**Your instructions**
Print every line below that comes at or after the line containing "Query: red tulip", exactly as written.

(Records from a dataset)

+---+

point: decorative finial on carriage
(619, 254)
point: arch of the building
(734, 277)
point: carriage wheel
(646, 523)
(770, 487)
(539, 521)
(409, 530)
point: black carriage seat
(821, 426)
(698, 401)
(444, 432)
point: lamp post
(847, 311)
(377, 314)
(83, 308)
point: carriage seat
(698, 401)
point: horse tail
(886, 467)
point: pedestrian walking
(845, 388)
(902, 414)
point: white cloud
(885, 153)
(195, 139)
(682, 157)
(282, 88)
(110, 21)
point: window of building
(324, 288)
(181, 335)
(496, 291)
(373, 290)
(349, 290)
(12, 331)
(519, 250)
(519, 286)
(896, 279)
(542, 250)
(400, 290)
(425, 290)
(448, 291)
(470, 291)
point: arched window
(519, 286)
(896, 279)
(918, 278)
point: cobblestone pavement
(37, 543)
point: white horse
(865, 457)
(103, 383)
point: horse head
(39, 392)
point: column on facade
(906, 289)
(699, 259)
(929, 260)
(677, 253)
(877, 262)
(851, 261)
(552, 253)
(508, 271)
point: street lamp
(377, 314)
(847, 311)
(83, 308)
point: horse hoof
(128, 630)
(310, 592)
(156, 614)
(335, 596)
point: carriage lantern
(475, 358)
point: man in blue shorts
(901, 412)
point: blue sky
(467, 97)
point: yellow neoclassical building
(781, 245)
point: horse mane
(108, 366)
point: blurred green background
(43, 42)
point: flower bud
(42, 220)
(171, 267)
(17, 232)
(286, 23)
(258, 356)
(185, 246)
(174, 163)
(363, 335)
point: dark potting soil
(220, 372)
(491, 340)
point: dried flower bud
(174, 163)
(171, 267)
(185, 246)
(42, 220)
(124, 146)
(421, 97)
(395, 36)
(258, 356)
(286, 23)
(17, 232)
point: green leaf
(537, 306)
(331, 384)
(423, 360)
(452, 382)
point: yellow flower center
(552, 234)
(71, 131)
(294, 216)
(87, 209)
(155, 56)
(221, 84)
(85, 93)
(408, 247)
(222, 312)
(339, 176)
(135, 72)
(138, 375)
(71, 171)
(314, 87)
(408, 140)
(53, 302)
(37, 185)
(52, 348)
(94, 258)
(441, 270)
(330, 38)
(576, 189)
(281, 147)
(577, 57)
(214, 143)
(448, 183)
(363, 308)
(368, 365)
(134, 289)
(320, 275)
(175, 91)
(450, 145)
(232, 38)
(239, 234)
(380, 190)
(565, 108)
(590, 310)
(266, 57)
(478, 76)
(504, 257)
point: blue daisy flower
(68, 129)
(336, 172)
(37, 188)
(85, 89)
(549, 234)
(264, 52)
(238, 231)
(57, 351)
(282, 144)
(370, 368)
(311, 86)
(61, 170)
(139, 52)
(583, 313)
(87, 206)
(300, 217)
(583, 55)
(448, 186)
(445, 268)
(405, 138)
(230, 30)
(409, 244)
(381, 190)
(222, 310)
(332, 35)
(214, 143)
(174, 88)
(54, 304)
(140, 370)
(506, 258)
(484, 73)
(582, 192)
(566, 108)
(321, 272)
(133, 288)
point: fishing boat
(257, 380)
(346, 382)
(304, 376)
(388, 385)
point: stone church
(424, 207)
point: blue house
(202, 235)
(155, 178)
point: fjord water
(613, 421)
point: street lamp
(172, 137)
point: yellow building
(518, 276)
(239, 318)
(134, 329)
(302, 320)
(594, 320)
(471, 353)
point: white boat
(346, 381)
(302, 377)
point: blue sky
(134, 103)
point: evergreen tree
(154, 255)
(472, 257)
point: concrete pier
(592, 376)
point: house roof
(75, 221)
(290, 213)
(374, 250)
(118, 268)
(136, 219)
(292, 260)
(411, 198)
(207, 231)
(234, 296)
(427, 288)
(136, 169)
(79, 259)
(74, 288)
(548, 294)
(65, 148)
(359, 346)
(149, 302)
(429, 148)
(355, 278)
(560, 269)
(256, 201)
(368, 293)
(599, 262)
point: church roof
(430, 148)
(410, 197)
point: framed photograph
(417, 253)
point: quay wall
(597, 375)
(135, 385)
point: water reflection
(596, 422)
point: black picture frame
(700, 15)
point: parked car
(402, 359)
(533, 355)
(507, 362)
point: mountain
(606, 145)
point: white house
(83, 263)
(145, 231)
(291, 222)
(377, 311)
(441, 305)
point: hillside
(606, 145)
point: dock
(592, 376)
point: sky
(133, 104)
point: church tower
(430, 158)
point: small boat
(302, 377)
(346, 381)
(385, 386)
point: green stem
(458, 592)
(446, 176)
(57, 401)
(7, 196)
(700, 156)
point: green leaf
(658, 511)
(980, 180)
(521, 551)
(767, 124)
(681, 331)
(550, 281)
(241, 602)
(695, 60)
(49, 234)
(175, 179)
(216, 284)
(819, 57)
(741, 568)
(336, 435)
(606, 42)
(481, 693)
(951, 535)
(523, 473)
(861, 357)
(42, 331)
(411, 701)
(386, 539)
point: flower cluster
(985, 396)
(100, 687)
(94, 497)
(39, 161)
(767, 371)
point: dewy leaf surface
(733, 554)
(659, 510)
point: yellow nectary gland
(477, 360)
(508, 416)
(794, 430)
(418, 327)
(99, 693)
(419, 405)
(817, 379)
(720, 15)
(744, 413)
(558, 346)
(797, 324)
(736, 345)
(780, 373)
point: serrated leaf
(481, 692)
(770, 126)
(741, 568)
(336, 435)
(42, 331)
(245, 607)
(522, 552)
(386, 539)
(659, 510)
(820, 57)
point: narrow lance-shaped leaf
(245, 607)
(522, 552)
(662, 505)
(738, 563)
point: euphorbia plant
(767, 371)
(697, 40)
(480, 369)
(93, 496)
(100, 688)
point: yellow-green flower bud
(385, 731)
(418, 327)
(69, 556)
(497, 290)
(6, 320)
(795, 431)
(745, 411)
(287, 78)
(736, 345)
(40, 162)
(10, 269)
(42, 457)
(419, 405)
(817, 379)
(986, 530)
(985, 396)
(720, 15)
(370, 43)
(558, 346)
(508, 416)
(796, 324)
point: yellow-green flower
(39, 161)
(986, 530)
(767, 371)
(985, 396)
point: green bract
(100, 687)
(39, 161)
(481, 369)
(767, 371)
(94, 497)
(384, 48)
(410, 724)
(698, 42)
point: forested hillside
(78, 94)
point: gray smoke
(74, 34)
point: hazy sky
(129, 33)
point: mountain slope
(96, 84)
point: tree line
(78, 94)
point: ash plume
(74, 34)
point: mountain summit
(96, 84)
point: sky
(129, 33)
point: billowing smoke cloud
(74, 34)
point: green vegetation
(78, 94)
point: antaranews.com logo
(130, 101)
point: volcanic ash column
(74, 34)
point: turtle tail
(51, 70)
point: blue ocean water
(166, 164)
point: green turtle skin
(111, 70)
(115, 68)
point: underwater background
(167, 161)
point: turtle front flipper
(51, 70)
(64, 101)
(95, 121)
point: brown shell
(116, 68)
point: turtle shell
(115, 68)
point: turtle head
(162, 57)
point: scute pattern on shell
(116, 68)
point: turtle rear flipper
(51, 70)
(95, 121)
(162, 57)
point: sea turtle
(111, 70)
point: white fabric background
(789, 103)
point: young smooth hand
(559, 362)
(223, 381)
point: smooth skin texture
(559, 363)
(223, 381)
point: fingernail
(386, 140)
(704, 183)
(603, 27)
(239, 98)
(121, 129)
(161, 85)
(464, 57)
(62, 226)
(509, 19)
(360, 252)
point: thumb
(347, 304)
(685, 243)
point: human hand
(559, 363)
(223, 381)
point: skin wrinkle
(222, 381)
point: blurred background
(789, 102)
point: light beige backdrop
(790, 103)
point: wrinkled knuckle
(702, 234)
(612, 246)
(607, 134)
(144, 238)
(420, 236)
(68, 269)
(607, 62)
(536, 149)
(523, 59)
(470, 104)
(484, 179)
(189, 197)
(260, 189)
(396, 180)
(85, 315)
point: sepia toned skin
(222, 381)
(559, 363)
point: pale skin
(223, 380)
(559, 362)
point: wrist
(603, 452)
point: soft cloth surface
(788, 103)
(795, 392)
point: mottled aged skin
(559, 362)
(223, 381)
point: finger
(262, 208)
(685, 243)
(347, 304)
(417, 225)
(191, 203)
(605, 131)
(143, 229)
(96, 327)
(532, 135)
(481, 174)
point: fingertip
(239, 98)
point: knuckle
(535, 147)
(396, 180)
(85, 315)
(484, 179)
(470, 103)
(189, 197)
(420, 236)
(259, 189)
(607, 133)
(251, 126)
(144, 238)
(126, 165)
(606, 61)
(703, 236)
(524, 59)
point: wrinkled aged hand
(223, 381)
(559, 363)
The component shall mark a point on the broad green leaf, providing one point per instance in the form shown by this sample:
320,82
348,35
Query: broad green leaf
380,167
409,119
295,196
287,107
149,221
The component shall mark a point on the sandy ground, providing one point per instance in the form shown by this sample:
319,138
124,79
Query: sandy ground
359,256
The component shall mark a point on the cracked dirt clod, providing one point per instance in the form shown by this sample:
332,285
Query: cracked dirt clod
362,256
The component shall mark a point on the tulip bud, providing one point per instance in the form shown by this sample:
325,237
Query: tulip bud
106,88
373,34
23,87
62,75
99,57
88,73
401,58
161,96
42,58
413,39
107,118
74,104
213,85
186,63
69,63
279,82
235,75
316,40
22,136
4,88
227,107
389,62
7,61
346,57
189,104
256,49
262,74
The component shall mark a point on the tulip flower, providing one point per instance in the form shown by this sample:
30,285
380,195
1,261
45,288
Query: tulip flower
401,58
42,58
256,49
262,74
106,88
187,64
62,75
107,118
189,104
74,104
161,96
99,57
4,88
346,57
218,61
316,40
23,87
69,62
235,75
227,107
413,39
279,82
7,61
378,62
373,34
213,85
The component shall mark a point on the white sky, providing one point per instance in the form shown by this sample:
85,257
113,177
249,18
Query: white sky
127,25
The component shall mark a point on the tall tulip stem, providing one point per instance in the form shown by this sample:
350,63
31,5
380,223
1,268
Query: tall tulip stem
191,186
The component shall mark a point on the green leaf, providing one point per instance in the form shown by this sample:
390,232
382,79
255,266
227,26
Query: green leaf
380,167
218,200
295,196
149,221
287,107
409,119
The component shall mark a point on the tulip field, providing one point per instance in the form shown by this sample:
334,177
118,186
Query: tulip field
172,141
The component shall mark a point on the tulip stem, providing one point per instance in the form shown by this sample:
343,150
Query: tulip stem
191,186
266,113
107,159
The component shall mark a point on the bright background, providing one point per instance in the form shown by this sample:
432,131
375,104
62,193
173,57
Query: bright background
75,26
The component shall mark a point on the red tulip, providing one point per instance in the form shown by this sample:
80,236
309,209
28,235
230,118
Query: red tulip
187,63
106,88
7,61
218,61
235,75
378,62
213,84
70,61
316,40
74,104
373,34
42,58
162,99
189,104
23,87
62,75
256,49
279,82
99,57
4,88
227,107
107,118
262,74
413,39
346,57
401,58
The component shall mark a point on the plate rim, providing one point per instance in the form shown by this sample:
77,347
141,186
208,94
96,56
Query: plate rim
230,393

+---+

**Response area**
Query: red tulip
187,63
106,88
7,61
218,61
235,75
378,62
213,84
70,61
316,40
74,104
373,34
42,58
162,99
189,104
23,87
62,75
256,49
279,82
99,57
4,88
227,107
107,118
262,74
413,39
346,57
401,58
The component shall mark a point on the plate rim, providing one point per instance in the form shown by this sample:
77,347
141,186
208,94
96,56
Query: plate rim
230,393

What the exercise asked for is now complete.